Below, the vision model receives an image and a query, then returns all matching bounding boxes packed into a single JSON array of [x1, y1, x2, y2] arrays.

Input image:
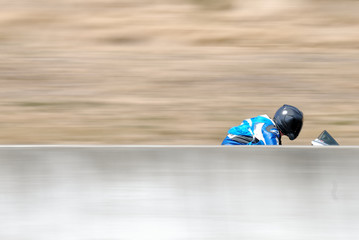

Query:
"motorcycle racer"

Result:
[[222, 104, 303, 145]]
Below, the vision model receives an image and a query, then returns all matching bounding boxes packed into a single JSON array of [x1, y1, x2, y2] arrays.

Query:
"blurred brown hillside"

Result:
[[0, 0, 359, 145]]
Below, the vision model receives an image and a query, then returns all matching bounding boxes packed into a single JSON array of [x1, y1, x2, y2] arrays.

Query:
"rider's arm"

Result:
[[262, 126, 280, 145]]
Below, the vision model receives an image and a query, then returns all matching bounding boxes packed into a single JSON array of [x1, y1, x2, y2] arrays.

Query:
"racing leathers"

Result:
[[222, 115, 282, 145]]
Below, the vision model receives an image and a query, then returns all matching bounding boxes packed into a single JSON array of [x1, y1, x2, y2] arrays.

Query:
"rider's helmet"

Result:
[[273, 104, 303, 140]]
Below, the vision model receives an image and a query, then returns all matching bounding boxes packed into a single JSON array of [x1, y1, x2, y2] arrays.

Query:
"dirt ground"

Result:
[[0, 0, 359, 145]]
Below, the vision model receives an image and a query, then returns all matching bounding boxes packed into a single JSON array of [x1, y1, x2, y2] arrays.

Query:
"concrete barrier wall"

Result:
[[0, 146, 359, 240]]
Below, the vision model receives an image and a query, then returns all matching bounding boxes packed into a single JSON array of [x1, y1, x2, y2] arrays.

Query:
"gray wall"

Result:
[[0, 146, 359, 240]]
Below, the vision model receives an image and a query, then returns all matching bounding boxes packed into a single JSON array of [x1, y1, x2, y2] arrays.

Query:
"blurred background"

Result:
[[0, 0, 359, 145]]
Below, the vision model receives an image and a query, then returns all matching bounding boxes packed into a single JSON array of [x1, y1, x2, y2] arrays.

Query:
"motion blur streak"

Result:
[[0, 146, 359, 240]]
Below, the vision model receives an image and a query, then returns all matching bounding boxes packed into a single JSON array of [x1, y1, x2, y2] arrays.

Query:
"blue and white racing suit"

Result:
[[222, 115, 282, 145]]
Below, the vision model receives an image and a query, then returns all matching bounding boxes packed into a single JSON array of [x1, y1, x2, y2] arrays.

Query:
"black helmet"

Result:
[[273, 104, 303, 140]]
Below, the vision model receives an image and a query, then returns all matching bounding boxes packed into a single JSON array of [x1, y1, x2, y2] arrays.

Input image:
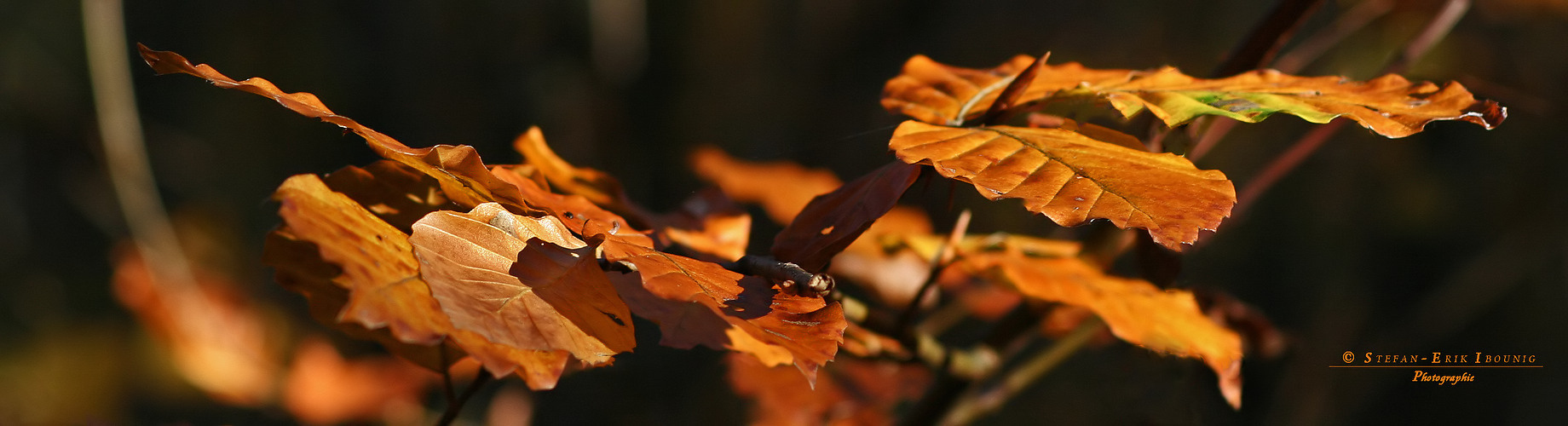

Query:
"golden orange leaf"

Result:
[[273, 176, 566, 389], [881, 55, 1132, 125], [1085, 67, 1508, 138], [887, 121, 1236, 250], [883, 56, 1507, 138], [262, 227, 467, 371], [321, 160, 461, 233], [691, 147, 842, 224], [603, 238, 845, 381], [409, 204, 637, 365], [960, 252, 1242, 409], [136, 43, 528, 213]]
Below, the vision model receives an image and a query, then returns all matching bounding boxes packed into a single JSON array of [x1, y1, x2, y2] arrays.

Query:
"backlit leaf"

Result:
[[136, 43, 528, 213], [960, 252, 1242, 409], [1066, 67, 1508, 138], [603, 239, 845, 381], [409, 204, 637, 365], [828, 205, 931, 307], [495, 159, 847, 379], [887, 121, 1236, 250], [883, 56, 1507, 138], [273, 176, 566, 389], [881, 55, 1132, 125]]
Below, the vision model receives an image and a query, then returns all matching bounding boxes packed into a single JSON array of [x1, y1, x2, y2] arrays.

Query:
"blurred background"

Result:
[[0, 0, 1568, 424]]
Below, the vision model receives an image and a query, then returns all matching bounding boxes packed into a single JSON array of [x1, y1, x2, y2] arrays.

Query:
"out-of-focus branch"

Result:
[[941, 316, 1105, 424], [82, 0, 196, 291]]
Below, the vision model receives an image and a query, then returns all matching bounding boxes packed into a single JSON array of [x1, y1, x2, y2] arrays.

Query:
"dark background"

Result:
[[0, 0, 1568, 424]]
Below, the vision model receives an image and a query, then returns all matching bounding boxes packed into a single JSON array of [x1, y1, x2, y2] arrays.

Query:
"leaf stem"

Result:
[[436, 368, 495, 426]]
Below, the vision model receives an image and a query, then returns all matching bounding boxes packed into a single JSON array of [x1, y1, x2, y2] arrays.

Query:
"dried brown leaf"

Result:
[[773, 161, 920, 273], [409, 204, 637, 365], [273, 176, 566, 389], [603, 238, 845, 381], [881, 55, 1132, 125]]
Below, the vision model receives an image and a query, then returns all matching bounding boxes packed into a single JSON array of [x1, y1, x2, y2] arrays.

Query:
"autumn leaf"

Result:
[[659, 188, 751, 262], [828, 205, 931, 305], [1078, 67, 1508, 138], [887, 121, 1236, 250], [282, 337, 439, 424], [773, 161, 920, 273], [603, 238, 845, 381], [494, 161, 845, 379], [321, 160, 461, 233], [511, 125, 644, 222], [691, 147, 842, 224], [960, 252, 1242, 409], [409, 204, 637, 365], [136, 43, 530, 213], [491, 166, 654, 247], [881, 55, 1132, 125], [273, 176, 566, 389], [262, 227, 467, 371], [883, 56, 1507, 138]]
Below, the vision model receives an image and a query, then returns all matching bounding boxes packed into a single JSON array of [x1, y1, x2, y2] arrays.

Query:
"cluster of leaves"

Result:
[[131, 38, 1504, 421]]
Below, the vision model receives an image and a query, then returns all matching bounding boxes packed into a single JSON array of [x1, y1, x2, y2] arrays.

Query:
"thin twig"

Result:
[[1231, 119, 1347, 222], [436, 348, 458, 406], [1212, 0, 1323, 77], [977, 52, 1051, 125], [896, 208, 971, 331], [436, 368, 495, 426], [1231, 0, 1469, 222], [941, 316, 1105, 424], [1273, 0, 1394, 73]]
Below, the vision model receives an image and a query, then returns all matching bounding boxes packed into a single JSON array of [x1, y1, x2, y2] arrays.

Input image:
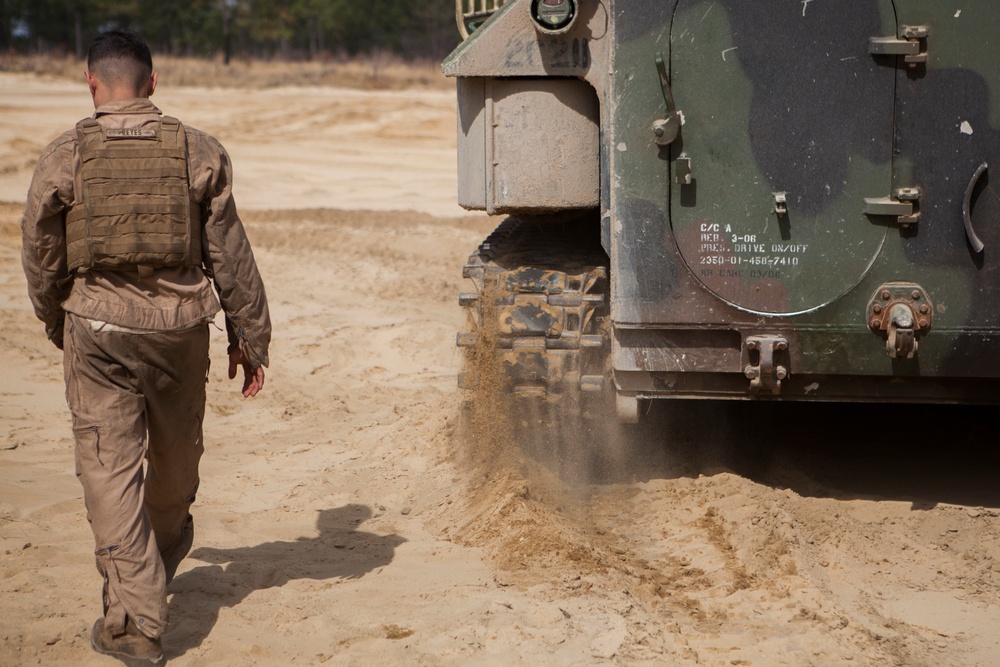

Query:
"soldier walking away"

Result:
[[21, 31, 271, 663]]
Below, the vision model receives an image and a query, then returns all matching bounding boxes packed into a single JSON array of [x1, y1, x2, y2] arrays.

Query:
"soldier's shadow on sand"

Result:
[[164, 504, 406, 659]]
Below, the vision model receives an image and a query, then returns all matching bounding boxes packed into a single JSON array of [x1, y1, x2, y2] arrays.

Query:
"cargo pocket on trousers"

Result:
[[73, 424, 104, 477]]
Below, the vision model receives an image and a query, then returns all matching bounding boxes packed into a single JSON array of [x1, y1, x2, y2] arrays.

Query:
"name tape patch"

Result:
[[104, 127, 156, 139]]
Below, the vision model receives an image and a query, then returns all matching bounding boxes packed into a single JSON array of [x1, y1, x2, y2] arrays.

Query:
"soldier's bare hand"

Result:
[[229, 348, 264, 398]]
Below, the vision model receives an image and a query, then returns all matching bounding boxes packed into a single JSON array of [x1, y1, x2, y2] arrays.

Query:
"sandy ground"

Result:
[[0, 74, 1000, 667]]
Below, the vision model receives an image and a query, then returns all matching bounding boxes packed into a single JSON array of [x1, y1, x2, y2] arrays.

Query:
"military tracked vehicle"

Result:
[[443, 0, 1000, 432]]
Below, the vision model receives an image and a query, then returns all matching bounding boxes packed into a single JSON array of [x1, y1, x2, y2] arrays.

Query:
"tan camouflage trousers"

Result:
[[64, 314, 209, 638]]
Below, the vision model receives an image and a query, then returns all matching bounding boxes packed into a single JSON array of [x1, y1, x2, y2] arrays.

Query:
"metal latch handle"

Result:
[[962, 162, 989, 254], [653, 53, 681, 146]]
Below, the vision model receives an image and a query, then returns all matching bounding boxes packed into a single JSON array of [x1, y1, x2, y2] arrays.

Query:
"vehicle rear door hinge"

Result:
[[864, 188, 920, 229], [868, 25, 930, 67]]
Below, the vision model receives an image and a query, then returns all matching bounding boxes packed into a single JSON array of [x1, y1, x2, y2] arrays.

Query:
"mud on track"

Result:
[[0, 66, 1000, 666]]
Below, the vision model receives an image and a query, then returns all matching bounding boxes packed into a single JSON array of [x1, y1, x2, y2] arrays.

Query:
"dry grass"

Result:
[[0, 54, 453, 90]]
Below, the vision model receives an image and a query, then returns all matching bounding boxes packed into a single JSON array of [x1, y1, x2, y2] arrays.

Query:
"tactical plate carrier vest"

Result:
[[66, 116, 201, 276]]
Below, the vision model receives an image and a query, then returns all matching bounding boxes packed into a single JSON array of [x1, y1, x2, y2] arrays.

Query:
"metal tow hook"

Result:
[[743, 335, 788, 395], [885, 303, 917, 359]]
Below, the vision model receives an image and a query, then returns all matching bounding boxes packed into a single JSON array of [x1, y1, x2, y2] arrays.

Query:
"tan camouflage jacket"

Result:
[[21, 98, 271, 367]]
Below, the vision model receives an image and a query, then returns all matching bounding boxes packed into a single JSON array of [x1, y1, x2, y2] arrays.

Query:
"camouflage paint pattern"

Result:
[[445, 0, 1000, 401]]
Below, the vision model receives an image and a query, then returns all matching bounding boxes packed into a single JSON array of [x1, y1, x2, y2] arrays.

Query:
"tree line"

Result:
[[0, 0, 459, 62]]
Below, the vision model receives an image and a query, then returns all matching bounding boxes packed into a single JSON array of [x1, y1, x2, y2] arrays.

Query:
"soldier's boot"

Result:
[[90, 617, 163, 664], [160, 514, 194, 584]]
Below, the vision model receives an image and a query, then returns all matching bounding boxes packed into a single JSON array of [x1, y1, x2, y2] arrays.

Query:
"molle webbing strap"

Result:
[[66, 116, 201, 276]]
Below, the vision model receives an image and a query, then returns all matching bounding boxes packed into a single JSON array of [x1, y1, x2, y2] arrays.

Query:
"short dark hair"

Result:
[[87, 30, 153, 89]]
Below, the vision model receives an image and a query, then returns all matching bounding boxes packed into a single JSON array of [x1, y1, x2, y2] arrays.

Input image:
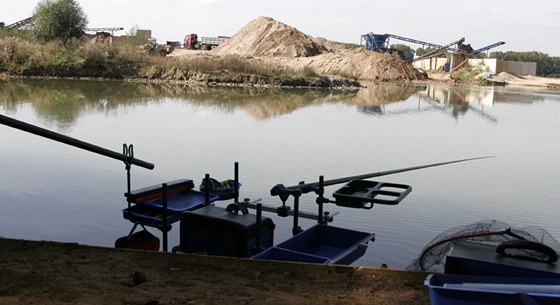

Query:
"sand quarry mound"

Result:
[[206, 17, 426, 81], [213, 17, 326, 57]]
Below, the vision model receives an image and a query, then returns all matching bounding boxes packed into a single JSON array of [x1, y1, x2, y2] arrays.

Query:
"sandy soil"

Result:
[[0, 238, 430, 305], [169, 17, 426, 81]]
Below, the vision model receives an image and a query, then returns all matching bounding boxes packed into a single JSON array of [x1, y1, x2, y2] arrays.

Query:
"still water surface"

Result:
[[0, 80, 560, 268]]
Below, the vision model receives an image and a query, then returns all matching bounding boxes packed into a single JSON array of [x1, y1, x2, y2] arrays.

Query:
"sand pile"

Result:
[[212, 17, 325, 57], [211, 17, 426, 81]]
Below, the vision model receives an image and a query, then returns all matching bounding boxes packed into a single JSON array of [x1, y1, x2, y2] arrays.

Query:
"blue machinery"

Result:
[[360, 33, 505, 61]]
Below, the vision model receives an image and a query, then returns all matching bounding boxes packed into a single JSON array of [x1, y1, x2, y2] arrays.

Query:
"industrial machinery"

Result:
[[0, 17, 33, 29], [183, 34, 229, 50], [360, 33, 505, 61]]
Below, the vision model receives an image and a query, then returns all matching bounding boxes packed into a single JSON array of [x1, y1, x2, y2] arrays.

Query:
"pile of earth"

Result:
[[175, 17, 426, 81]]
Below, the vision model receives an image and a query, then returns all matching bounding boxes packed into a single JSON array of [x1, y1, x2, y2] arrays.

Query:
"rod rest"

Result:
[[124, 179, 194, 204]]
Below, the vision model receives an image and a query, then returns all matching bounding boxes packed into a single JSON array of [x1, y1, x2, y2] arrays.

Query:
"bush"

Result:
[[33, 0, 87, 42]]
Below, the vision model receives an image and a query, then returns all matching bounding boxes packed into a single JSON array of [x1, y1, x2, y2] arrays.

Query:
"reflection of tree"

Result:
[[0, 79, 428, 129]]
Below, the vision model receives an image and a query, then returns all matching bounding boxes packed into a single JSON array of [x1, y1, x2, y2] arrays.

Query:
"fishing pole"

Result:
[[270, 156, 494, 197], [0, 114, 155, 169]]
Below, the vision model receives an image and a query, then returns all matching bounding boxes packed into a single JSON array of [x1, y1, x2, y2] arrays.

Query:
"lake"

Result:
[[0, 80, 560, 268]]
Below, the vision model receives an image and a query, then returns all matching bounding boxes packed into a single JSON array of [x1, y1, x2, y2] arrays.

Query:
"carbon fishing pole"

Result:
[[270, 156, 494, 196], [0, 114, 155, 169]]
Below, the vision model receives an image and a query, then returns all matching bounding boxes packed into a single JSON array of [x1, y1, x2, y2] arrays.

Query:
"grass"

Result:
[[0, 30, 318, 79]]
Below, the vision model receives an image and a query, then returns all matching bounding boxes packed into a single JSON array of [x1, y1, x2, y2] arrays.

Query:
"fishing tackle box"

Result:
[[252, 224, 375, 265]]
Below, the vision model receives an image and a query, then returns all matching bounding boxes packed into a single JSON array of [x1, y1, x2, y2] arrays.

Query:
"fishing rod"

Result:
[[270, 156, 494, 198], [0, 114, 155, 169]]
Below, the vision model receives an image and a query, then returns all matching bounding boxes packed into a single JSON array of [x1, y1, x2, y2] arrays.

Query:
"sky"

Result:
[[0, 0, 560, 56]]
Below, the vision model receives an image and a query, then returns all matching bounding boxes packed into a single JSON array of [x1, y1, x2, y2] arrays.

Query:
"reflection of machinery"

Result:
[[358, 86, 498, 123]]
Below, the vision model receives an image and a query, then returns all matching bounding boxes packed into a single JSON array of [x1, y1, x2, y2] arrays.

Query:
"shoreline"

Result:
[[0, 237, 430, 305]]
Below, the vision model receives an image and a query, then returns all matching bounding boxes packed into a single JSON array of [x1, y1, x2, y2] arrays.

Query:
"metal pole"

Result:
[[233, 162, 239, 202], [161, 183, 167, 252], [0, 114, 155, 169], [270, 156, 493, 196]]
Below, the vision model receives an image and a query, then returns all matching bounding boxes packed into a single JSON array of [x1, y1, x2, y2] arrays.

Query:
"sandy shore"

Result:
[[0, 238, 430, 305]]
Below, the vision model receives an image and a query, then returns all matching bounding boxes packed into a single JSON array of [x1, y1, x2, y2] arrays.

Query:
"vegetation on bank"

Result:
[[0, 0, 360, 87], [0, 29, 359, 87]]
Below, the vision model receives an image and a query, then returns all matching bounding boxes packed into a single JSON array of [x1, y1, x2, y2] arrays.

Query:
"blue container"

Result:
[[424, 274, 560, 305], [252, 224, 375, 265], [252, 247, 328, 264], [122, 190, 218, 227], [144, 190, 218, 213]]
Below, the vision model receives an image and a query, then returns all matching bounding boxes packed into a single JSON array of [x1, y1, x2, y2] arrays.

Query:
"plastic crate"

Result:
[[424, 274, 560, 305]]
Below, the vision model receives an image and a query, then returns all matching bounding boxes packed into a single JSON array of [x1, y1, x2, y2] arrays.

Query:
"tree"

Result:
[[33, 0, 87, 42]]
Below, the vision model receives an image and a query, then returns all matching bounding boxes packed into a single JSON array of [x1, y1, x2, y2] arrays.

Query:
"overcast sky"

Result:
[[0, 0, 560, 56]]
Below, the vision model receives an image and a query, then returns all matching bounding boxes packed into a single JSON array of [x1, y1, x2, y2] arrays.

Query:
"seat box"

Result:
[[252, 224, 375, 265], [179, 205, 275, 257], [424, 274, 560, 305]]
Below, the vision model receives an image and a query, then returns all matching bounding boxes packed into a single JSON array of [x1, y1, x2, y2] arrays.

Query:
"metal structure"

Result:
[[5, 16, 33, 29], [183, 33, 229, 50], [360, 32, 505, 61], [84, 27, 124, 35], [472, 41, 505, 54]]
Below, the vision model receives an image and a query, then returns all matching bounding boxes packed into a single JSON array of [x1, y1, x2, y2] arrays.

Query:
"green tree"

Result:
[[33, 0, 87, 42]]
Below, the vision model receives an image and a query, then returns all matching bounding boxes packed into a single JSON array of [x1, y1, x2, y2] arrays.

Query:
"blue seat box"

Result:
[[424, 274, 560, 305], [252, 224, 375, 265]]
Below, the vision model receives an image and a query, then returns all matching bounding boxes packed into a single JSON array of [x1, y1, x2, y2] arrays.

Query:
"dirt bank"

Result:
[[170, 17, 426, 81], [0, 238, 430, 305]]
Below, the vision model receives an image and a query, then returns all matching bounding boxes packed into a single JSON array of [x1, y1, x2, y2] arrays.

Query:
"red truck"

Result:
[[183, 34, 229, 50]]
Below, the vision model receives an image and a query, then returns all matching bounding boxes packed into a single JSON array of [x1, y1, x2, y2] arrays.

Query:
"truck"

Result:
[[183, 34, 229, 50]]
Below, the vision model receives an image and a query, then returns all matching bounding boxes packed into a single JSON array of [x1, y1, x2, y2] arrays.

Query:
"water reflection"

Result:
[[0, 79, 544, 130]]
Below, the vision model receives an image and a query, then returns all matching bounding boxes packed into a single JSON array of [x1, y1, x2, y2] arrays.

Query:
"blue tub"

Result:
[[251, 224, 375, 265], [424, 274, 560, 305]]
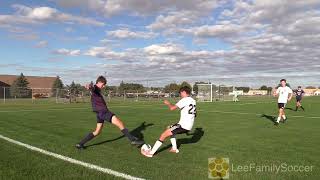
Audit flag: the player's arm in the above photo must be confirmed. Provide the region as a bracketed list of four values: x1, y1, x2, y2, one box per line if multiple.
[164, 100, 178, 111]
[288, 91, 293, 101]
[273, 88, 279, 97]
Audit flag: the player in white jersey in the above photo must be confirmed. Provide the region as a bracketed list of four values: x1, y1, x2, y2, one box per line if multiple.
[142, 86, 197, 157]
[274, 79, 293, 125]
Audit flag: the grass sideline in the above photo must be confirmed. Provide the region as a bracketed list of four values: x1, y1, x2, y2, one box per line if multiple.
[0, 97, 320, 179]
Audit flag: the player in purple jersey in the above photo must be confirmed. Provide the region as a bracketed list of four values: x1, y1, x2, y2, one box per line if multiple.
[76, 76, 144, 149]
[294, 86, 304, 111]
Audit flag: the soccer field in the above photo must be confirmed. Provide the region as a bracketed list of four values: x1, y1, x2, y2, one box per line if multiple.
[0, 97, 320, 180]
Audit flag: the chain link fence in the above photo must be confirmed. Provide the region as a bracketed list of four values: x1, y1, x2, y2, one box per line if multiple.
[0, 87, 184, 103]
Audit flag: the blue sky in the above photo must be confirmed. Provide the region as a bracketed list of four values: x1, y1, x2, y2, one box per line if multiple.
[0, 0, 320, 87]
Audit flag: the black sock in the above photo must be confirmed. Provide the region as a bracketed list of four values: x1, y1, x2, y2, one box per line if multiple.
[121, 128, 137, 141]
[79, 133, 94, 146]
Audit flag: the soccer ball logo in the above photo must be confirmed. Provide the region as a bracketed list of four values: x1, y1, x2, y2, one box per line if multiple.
[208, 158, 229, 179]
[141, 144, 152, 154]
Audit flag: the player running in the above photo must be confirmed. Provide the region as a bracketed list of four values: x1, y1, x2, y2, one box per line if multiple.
[142, 86, 197, 157]
[76, 76, 144, 149]
[295, 86, 304, 111]
[274, 79, 293, 125]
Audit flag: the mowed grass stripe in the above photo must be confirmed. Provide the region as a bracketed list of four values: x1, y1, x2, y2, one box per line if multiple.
[0, 134, 144, 180]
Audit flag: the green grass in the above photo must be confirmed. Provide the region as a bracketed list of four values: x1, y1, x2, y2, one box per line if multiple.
[0, 97, 320, 180]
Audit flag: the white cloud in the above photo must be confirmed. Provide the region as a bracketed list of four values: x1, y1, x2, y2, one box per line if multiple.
[0, 4, 105, 26]
[144, 43, 183, 55]
[35, 41, 48, 48]
[53, 48, 81, 56]
[147, 11, 198, 30]
[55, 0, 218, 16]
[107, 28, 157, 39]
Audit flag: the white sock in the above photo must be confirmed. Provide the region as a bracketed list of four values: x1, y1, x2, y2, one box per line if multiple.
[170, 138, 178, 150]
[150, 140, 162, 154]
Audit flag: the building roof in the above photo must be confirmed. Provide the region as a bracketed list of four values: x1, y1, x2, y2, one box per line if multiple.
[0, 75, 57, 88]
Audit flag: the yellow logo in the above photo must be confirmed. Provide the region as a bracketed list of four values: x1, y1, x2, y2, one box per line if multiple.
[208, 157, 229, 179]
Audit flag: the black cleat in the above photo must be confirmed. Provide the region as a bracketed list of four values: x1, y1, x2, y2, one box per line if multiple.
[76, 144, 85, 150]
[131, 140, 144, 145]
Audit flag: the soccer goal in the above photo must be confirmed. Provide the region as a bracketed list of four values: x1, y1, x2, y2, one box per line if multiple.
[197, 84, 214, 102]
[197, 84, 238, 102]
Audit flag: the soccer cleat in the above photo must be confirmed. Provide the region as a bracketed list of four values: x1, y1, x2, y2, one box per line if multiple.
[141, 151, 153, 157]
[131, 140, 144, 145]
[169, 148, 179, 153]
[76, 144, 85, 150]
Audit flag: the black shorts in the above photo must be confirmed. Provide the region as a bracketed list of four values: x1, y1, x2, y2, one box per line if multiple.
[96, 111, 115, 123]
[278, 103, 286, 109]
[296, 96, 302, 102]
[170, 124, 189, 135]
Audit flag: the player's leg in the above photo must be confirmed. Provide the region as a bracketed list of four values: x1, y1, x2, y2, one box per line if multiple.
[275, 103, 284, 125]
[299, 99, 304, 111]
[146, 128, 172, 157]
[170, 134, 179, 153]
[111, 115, 144, 145]
[282, 108, 287, 122]
[276, 104, 282, 124]
[76, 123, 103, 149]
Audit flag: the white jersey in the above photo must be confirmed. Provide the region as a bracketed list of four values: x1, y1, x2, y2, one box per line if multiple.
[176, 97, 197, 130]
[277, 86, 292, 104]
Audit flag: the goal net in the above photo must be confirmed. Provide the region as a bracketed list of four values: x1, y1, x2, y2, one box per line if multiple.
[197, 84, 236, 102]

■ **AIM**
Change "motorcycle racer" to "motorbike rider" in the records, from their first line up to and including the line that contains "[[222, 104, 303, 145]]", and give back only those lines with nothing else altered. Leave the pictures out of your answer.

■ **TASK SOLUTION**
Below, the vision model receives an image and a query, then returns all matching bounding boxes packed into a single JSON array of [x1, y1, x2, y2] arrays.

Input image:

Query:
"motorbike rider"

Result:
[[222, 104, 303, 145]]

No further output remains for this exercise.